* Start The data *

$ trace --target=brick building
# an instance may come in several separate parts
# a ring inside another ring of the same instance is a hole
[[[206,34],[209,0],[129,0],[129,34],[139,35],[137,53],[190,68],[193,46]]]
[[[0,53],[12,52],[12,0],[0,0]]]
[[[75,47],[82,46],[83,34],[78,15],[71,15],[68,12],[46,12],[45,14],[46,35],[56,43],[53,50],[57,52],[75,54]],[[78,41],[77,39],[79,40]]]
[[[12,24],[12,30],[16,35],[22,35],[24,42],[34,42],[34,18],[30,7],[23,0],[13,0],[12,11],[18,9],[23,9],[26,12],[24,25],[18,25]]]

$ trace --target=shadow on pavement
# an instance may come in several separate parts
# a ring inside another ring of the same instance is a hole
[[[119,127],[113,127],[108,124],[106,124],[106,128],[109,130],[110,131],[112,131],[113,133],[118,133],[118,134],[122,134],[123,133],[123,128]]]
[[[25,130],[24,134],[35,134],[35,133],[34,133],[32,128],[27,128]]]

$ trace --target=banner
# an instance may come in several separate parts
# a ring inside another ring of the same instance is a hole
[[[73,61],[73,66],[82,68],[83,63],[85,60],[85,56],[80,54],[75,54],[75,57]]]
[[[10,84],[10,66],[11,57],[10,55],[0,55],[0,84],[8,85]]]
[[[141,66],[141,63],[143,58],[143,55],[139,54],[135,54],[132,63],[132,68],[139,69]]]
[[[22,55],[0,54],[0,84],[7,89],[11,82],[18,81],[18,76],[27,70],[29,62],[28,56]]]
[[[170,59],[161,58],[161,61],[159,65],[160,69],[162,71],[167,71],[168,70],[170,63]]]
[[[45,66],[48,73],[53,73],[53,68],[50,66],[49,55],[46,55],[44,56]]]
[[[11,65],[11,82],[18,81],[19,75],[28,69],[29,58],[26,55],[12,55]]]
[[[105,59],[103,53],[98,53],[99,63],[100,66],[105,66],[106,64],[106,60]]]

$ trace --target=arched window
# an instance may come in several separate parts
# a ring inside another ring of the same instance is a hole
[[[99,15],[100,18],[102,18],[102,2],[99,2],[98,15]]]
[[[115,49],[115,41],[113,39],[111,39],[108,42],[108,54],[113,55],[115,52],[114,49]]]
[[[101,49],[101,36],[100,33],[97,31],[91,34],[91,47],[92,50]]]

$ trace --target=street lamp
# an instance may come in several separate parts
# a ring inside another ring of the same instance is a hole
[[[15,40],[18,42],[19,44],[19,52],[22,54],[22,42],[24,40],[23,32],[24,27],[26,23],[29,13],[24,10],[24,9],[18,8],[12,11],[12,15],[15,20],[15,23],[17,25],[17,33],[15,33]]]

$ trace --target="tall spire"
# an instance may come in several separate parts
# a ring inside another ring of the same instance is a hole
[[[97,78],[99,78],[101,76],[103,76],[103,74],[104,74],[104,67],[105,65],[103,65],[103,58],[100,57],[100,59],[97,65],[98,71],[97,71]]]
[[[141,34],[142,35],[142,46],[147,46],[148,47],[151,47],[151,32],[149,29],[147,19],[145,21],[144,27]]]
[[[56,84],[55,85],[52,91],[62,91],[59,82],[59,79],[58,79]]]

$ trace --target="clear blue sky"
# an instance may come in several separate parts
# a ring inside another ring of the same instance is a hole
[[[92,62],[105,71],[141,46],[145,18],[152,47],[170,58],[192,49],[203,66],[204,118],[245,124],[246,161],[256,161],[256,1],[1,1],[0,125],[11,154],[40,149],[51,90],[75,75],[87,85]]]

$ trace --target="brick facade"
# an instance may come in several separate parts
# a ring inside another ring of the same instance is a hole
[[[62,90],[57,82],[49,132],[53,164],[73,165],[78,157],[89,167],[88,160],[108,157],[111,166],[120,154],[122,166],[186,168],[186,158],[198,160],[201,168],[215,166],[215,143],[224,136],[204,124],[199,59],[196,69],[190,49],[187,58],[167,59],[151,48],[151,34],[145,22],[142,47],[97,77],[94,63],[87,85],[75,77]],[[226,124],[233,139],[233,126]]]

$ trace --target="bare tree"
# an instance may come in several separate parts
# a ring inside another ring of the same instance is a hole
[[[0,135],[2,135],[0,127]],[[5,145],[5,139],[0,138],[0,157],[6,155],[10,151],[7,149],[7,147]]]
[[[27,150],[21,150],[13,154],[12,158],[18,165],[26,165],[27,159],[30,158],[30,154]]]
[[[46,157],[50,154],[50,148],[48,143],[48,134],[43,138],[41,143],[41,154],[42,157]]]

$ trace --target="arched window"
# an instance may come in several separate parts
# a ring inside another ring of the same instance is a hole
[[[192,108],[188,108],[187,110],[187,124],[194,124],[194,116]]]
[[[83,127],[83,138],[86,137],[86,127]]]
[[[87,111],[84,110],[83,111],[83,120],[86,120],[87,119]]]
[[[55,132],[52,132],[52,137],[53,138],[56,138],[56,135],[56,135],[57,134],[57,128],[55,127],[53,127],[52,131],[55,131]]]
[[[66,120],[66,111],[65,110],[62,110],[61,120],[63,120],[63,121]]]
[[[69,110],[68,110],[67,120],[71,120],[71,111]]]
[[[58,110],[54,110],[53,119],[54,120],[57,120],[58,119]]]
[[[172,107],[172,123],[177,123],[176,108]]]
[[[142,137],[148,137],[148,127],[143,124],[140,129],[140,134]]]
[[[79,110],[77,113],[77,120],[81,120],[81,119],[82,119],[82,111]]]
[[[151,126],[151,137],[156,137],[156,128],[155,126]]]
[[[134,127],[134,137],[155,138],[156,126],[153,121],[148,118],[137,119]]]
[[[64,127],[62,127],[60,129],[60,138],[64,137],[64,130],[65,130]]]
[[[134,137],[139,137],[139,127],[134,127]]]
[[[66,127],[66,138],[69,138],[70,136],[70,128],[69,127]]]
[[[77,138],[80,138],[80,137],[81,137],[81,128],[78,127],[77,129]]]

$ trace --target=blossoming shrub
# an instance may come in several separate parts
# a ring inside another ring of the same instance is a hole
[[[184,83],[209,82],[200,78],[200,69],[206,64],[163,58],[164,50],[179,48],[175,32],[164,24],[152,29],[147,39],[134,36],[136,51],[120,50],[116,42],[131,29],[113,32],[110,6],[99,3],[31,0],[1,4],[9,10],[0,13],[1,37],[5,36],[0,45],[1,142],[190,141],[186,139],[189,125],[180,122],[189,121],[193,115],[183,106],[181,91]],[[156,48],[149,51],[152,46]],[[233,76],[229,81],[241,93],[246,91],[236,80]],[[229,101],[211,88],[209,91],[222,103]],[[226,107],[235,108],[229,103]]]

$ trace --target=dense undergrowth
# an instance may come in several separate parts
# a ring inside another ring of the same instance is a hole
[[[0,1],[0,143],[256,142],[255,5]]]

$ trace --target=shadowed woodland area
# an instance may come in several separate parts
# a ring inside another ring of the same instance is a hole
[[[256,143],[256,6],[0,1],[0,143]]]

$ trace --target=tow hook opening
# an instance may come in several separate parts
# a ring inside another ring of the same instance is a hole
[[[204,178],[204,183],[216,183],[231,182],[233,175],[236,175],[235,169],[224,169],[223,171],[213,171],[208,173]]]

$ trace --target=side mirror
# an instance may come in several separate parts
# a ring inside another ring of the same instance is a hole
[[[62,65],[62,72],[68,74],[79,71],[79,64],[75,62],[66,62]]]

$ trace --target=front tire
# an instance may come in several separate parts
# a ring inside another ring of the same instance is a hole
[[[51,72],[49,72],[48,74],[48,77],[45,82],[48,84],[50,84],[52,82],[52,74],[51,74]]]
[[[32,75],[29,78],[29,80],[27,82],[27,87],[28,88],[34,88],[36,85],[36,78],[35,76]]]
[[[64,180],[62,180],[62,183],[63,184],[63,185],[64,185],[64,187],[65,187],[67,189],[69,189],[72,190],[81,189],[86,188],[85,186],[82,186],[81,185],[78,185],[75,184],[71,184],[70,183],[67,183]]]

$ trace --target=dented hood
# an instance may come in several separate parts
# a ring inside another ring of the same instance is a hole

* End The data *

Give the part of the rows that opens with the line containing "trace --target=dense undergrowth" and closes with the line containing "[[[62,65],[62,72],[68,74],[79,71],[79,64],[75,62],[66,62]]]" as a Markdown table with the columns Number and Line. Include both of those lines, leave out blank lines, and number the lines in order.

| Number | Line |
|---|---|
| 1 | $ trace --target=dense undergrowth |
| 2 | # an instance may come in several separate parts |
| 3 | # a ring inside another ring of the same instance is a hole |
| 4 | [[[0,1],[0,143],[256,142],[255,5]]] |
| 5 | $ trace --target=shadowed woodland area |
| 6 | # an instance may come in several separate parts |
| 7 | # a ring inside another ring of the same instance is a hole |
| 8 | [[[256,143],[256,6],[0,1],[0,143]]] |
| 9 | $ trace --target=tow hook opening |
| 10 | # an instance may come in several separate parts |
| 11 | # a ring inside another ring of the same instance is a hole |
| 12 | [[[204,178],[204,183],[216,183],[231,182],[233,175],[236,175],[235,169],[224,169],[223,171],[213,171],[208,173]]] |
| 13 | $ trace --target=side mirror |
| 14 | # an instance may come in several separate parts |
| 15 | # a ring inside another ring of the same instance is a hole |
| 16 | [[[62,65],[62,72],[68,74],[79,71],[79,64],[75,62],[66,62]]] |